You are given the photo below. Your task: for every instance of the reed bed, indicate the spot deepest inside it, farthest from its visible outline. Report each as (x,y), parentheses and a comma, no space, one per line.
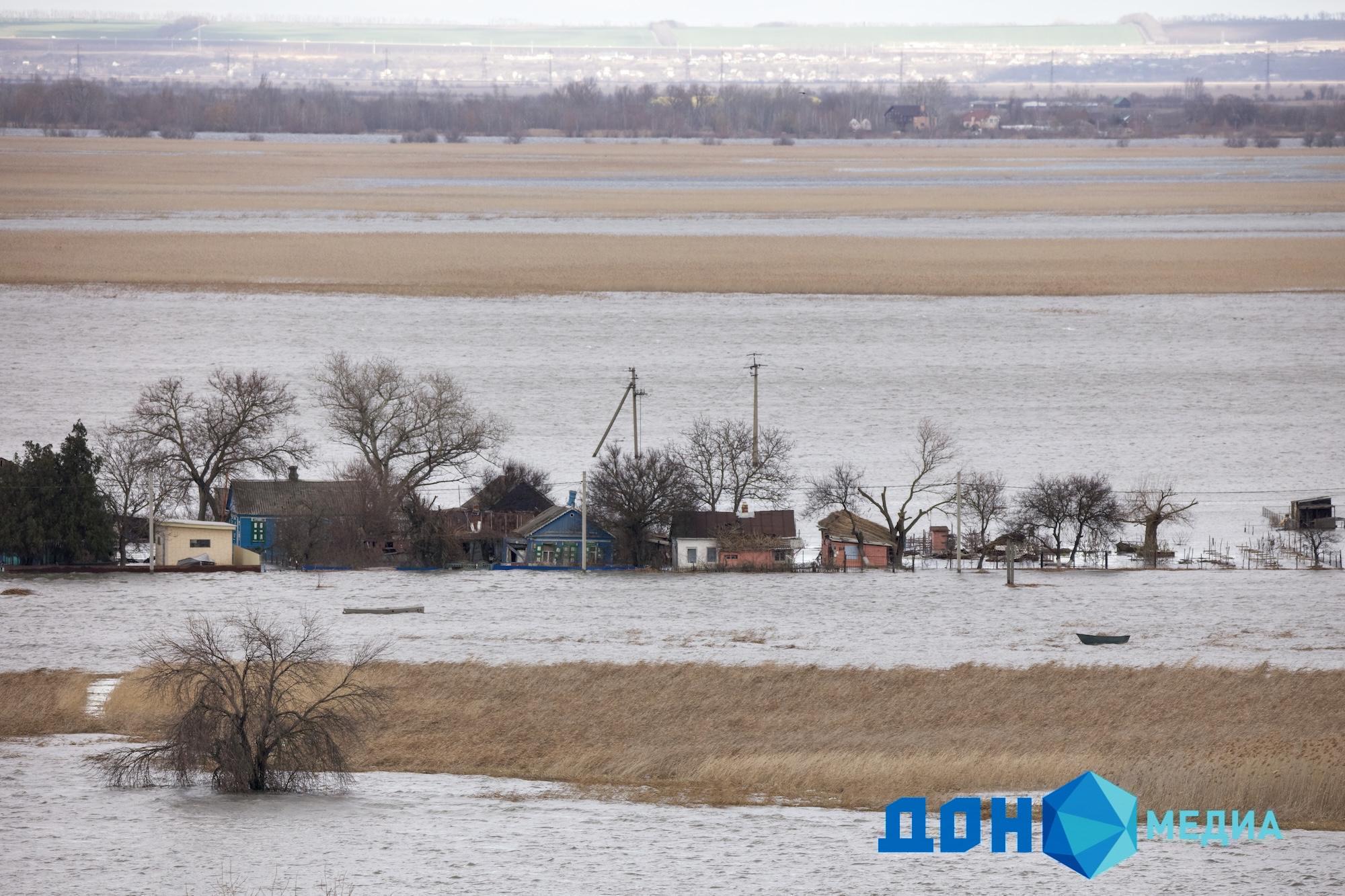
(45,701)
(532,264)
(1180,737)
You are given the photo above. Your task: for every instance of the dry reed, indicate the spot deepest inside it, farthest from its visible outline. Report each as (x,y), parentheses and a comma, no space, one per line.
(45,701)
(1182,737)
(532,264)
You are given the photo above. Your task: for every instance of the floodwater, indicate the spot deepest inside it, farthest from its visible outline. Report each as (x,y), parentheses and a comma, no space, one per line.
(400,833)
(934,618)
(1011,227)
(1234,399)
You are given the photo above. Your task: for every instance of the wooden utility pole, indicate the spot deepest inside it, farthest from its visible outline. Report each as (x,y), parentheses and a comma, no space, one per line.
(636,393)
(151,483)
(957,542)
(755,368)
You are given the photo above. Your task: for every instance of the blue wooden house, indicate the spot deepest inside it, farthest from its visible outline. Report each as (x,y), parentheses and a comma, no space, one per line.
(259,507)
(552,538)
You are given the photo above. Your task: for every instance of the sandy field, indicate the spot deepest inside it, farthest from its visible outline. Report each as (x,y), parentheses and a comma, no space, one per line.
(44,178)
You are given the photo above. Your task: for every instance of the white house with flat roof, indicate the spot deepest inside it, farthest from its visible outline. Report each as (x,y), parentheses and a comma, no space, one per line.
(181,541)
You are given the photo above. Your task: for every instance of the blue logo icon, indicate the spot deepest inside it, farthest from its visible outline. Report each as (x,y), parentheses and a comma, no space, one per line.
(1090,825)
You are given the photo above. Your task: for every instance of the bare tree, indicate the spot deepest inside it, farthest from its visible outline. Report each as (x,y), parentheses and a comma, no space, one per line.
(412,430)
(256,706)
(1094,509)
(130,459)
(1046,505)
(636,497)
(241,424)
(929,486)
(493,483)
(719,459)
(1152,505)
(840,487)
(985,494)
(1316,540)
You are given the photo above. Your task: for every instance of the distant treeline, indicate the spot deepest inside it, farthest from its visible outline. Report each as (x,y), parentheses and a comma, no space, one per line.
(583,108)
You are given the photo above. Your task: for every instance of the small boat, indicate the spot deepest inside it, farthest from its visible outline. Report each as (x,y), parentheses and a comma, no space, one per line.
(1102,639)
(384,611)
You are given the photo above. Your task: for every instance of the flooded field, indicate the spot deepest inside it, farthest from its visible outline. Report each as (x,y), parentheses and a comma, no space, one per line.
(1289,619)
(1008,227)
(1223,396)
(396,833)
++++++
What the task asks: Reproduce all of the material above with "farthest from its visible outline" swapped for "most distant from its visible outline" wherever it occurs, leaving every other line and character unchanged. Omit the pictures from your output.

Problem solution:
You are given the photo below. Your task: for every instance of the reed bed, indicate the spot deepest inside it, most distant from its visible outline. Report each as (x,y), parentheses and a comma, no space, one per line.
(45,701)
(532,264)
(1180,737)
You are given the photo above. Your task: for every instance of the dry reed, indicate the spot deepest inside it, most distant from its visible outline. Report each as (x,y), parentheses and a comma, no space, one per line.
(45,701)
(1182,737)
(532,264)
You are given the photo above. Your task: for every instance of the floodwater, indicate the spot deepest inside it, most distant from its visible outline. Report each as (x,y), parentheses and a comma, no space, one per line.
(400,833)
(934,618)
(1011,227)
(1234,399)
You are given the photo above. Your task: for every instance of the wooden utility pole, indicate the spot deepest inside it, most distant from its visible outline. Report each as (x,y), parentheses and a comma, no space, one per line.
(636,393)
(151,483)
(957,542)
(755,368)
You are given the photo above. Your task: for every instance of the blue wooden house, indicate the spot deepest inside it, most distant from its visible outline. Report each as (x,y), parentheses and a comma, no space, one per line.
(259,507)
(552,538)
You are given the photo above. Your task: for every instance of the sandy field, indicate the spot deepest inside it, most distant from its visible outline. Report each as (x,y), parentheses and a comma, no space, one per line.
(44,178)
You are given the photo above. Your task: for every instance of the white house with flat roof, indicate the spot deepest inside it, most distant from its visible outline. Report each as (x,y), parentheses and a comma, no space, one per line.
(181,541)
You are given the photo above. Your task: for every instance of the blue logo icon, indicate the spot deepest inside it, most distant from its visible outline. Report each as (x,y), parentheses and a comma, no space, one per line.
(1090,825)
You are given the photo above. Your task: for every instance of the bare tree, indicate the spot deepest inside it, most distant from its visible outline. Report each as (x,y), parentheses and a comma, no space, one per line.
(412,430)
(256,706)
(1094,509)
(130,459)
(1046,505)
(636,497)
(241,424)
(929,486)
(493,483)
(719,459)
(1152,505)
(840,487)
(985,494)
(1316,540)
You are given the photo above. Your task: for every instance of the distant treeline, indicate the spot deepest inside it, most distant from its visible outline. Report each as (x,y), parentheses and a comma, no space, one per line.
(583,108)
You are given the photo above. Your task: for every instance of the small boat, indicate the spot deepest inside it, most distant from its visible outline. Report each as (x,y), parentheses and a comma, no space, one per line.
(1102,639)
(384,611)
You are given the photo above. Your task: for every instance of the flooded field, indicate the spot deepest inside it, most distant from its visible outline. Report each as (x,y), parentheses and a comma, no space, one per line.
(1289,619)
(1008,227)
(1223,396)
(396,833)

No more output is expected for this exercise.